### Problem
Print all the data, keeping every line exactly as it is.

=-=-=

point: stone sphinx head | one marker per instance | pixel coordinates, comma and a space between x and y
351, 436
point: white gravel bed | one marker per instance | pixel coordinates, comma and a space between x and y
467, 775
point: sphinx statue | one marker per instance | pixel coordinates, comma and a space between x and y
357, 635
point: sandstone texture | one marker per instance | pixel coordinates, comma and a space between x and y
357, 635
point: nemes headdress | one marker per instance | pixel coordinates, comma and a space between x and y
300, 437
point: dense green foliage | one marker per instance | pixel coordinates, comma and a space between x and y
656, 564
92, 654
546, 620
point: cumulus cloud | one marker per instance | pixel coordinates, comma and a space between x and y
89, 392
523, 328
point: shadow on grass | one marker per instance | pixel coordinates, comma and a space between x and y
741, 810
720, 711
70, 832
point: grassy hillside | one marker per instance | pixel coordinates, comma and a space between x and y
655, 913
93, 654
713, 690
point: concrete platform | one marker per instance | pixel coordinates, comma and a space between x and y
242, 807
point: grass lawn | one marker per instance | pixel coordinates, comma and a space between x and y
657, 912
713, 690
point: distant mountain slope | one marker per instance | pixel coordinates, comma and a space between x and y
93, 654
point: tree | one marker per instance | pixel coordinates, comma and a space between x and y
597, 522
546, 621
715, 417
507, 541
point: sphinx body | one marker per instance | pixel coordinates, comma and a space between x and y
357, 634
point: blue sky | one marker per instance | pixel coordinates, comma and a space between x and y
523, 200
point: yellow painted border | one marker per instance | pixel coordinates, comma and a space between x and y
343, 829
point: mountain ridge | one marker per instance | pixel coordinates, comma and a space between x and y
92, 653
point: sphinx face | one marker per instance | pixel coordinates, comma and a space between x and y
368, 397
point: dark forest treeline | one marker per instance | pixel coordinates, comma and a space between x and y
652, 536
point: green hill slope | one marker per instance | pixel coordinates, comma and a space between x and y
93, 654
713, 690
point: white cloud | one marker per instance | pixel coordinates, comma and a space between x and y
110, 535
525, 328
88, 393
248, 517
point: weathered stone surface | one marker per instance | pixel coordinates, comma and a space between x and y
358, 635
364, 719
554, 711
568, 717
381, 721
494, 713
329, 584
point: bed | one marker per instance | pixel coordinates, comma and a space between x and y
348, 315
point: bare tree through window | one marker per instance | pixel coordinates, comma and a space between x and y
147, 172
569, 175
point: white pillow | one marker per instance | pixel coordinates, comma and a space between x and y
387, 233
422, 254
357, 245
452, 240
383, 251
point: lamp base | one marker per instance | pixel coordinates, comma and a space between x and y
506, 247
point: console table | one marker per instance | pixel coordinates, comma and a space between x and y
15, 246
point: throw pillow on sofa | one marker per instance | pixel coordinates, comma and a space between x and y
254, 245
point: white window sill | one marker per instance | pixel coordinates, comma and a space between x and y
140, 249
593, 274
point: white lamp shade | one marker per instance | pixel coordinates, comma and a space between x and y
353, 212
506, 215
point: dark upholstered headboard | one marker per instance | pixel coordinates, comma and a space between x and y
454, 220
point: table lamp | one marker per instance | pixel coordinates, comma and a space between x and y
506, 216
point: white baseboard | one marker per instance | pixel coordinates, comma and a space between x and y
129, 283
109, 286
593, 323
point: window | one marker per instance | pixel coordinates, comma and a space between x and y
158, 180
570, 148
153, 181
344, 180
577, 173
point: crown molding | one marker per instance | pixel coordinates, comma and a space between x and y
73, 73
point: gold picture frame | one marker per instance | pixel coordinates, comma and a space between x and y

=-=-=

### Exercise response
point: stone sphinx head | one marker per instance | pixel coordinates, comma and a space between x and y
351, 436
point: white gravel bed | one marker per instance | pixel coordinates, comma and a space between x and y
467, 775
point: sphinx statue | one marker per instance | pixel coordinates, comma and a space between x and y
357, 635
point: sandstone texture | one marker per instance | pixel coordinates, comma and a space between x and y
357, 635
point: nemes headdress | one marker per instance | pixel coordinates, comma and a space between x and y
300, 437
point: dense green foliage | one marker per instance | pixel coordinates, comma and a space between x and y
656, 564
92, 654
546, 620
point: cumulus cloud | one marker per instance | pixel coordinates, comma and a space between x and y
89, 392
523, 328
point: shadow on grass | one marker per instance | pixel coordinates, comma and a space between x and y
741, 810
720, 711
70, 832
point: grassy hillside | one marker per instance | pixel coordinates, comma and a space between x and y
655, 913
93, 654
713, 690
point: concrete platform | one marker per instance | pixel coordinates, comma and a space between x and y
242, 807
point: grass lawn | one marker per instance | pixel coordinates, comma and a space between x and y
657, 912
713, 690
point: distant mountain slope | one marker per instance | pixel coordinates, comma and a space between x and y
93, 654
point: tree | one marker per instance | pixel coordinates, comma and a space between x and y
597, 522
546, 621
715, 417
507, 541
point: sphinx body | one marker per instance | pixel coordinates, comma and a space between x and y
357, 634
point: blue sky | one marker per instance | pixel coordinates, comma and a space between x and y
523, 200
point: yellow painted border | one marker per instance | pixel coordinates, comma and a space between x and y
343, 829
point: mountain ridge | one marker per instance | pixel coordinates, comma and a space between x and y
92, 653
point: sphinx face | one marker per instance | pixel coordinates, comma and a space between x and y
368, 397
point: dark forest treeline | one marker per instance | pixel coordinates, comma and a space between x and y
652, 536
point: green hill slope | one marker per instance | pixel coordinates, comma and a space between x and y
93, 654
713, 690
point: white cloud | one marker per instance | pixel coordinates, comma and a space between x and y
110, 535
525, 328
88, 393
248, 517
point: weathered stone surface | one marker per instance | pixel coordinates, comma and a space between x and y
358, 635
364, 719
554, 711
568, 717
381, 721
494, 713
329, 584
point: bed | one marker per instance | pixel coordinates, comma and a space between x and y
348, 315
point: bare tree through window | one marker per instance | pixel coordinates, comma and a space between x and y
147, 172
569, 175
point: white pillow | one marker per instance | pixel coordinates, comma and a space between x and y
387, 233
422, 254
357, 245
452, 240
383, 251
point: lamp base | one marker per instance | pixel coordinates, comma and a space between x and y
506, 247
point: console table | one marker per instance | pixel coordinates, comma and a space between x and y
15, 246
point: throw pillow on sofa | one marker per instance | pixel coordinates, comma and a space between x and y
254, 245
point: white window sill | one marker per instance | pixel coordinates, comma and a space between x and y
140, 249
593, 274
point: white lamp shade | one marker per instance | pixel coordinates, comma and a space between x and y
353, 212
506, 215
point: dark upholstered headboard | one marker per instance | pixel coordinates, comma and a space between x and y
454, 220
point: table lamp | one marker per instance | pixel coordinates, comma and a space between x and y
506, 216
point: white baseboard | one marker per instance | pixel coordinates, comma and a space between x and y
129, 283
109, 286
593, 323
point: window | one marker per instance | pixel coordinates, comma and a space between x and y
158, 180
570, 148
153, 181
344, 180
577, 173
point: crown molding | one marker per instance | pixel coordinates, comma and a space between x and y
73, 73
point: gold picture frame | one marker per instance | pixel coordinates, comma and a space between x and y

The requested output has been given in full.